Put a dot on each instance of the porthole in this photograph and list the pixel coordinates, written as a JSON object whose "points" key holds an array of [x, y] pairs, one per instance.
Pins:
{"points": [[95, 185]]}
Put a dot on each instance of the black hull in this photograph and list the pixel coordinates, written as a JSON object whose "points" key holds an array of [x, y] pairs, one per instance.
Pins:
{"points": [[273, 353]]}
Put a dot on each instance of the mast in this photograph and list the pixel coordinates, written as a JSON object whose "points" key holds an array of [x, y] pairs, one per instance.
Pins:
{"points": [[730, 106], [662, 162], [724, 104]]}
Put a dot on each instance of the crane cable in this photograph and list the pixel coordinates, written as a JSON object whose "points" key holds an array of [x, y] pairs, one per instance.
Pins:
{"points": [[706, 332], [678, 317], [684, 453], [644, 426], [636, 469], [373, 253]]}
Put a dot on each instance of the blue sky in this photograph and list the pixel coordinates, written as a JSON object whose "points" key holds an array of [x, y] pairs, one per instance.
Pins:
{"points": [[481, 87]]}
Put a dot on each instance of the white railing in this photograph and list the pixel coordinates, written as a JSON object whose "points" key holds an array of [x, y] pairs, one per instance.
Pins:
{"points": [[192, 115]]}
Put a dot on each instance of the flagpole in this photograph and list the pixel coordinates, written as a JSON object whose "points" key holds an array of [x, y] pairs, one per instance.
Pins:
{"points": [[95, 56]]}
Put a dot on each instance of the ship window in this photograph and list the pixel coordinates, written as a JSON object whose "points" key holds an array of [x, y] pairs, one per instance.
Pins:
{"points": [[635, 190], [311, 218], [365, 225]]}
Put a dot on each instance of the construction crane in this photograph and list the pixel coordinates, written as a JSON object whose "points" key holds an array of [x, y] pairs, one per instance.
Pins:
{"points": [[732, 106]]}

**TASK ITEM**
An exact reproduction of all the entries above is the expected answer.

**ANSWER SPACE**
Put a dot on each instance of the porthole in this photograph and list the pixel coordinates, written as a JSON object whose "points" key holds an array of [x, y] pairs, one per instance.
Pins:
{"points": [[95, 185]]}
Put a dot on each instance of the black hull in this photograph and list the pixel coordinates, written as a JSON object whose "points" key holds an array of [x, y] pairs, one per instance.
Pins:
{"points": [[273, 353]]}
Put a dot on each instance of the mast in this photograph and list the pixel coordinates, written as a JSON object whose "points" key holds an array of [x, y] pairs, one per instance.
Pins:
{"points": [[730, 106], [662, 162], [724, 104]]}
Put a dot on each instance of the crane cable in this photograph and list the pixel coordinates, written as a JSON object whose "points" key holds an array of [x, y] pairs, one per instance.
Pins:
{"points": [[706, 332], [678, 317], [684, 453], [644, 426], [636, 469], [373, 253]]}
Put a dot on each instance of the blue sky in this photograph and list the pixel coordinates, written as a JSON object whose "points" key holds an array of [x, y] pairs, one per instance.
Pins:
{"points": [[481, 87]]}
Put a dot on each instance of the white railing in this photograph and list the pixel coordinates, written as a JSON object whose "points" key holds an array of [x, y] pairs, one per instance.
Pins:
{"points": [[192, 115]]}
Put a dot on each instance of the flagpole in this photograph and list the pixel coordinates, written as a JSON object whose "points" key holds an array of [x, y] pairs, one per instance.
Pins:
{"points": [[95, 56]]}
Put a dot on each instance of the ship window in this photograph and list the pixel coordinates, written as a JSON object whose "points" key holds an array of [x, y] pairs, one per instance.
Pins:
{"points": [[635, 190], [311, 218], [365, 225]]}
Put a dot on each instance of the construction crane in this photograph and list the pixel coordinates, written as a JSON object whose "points" key holds an array of [x, y] pairs, one per instance.
Pins:
{"points": [[732, 106]]}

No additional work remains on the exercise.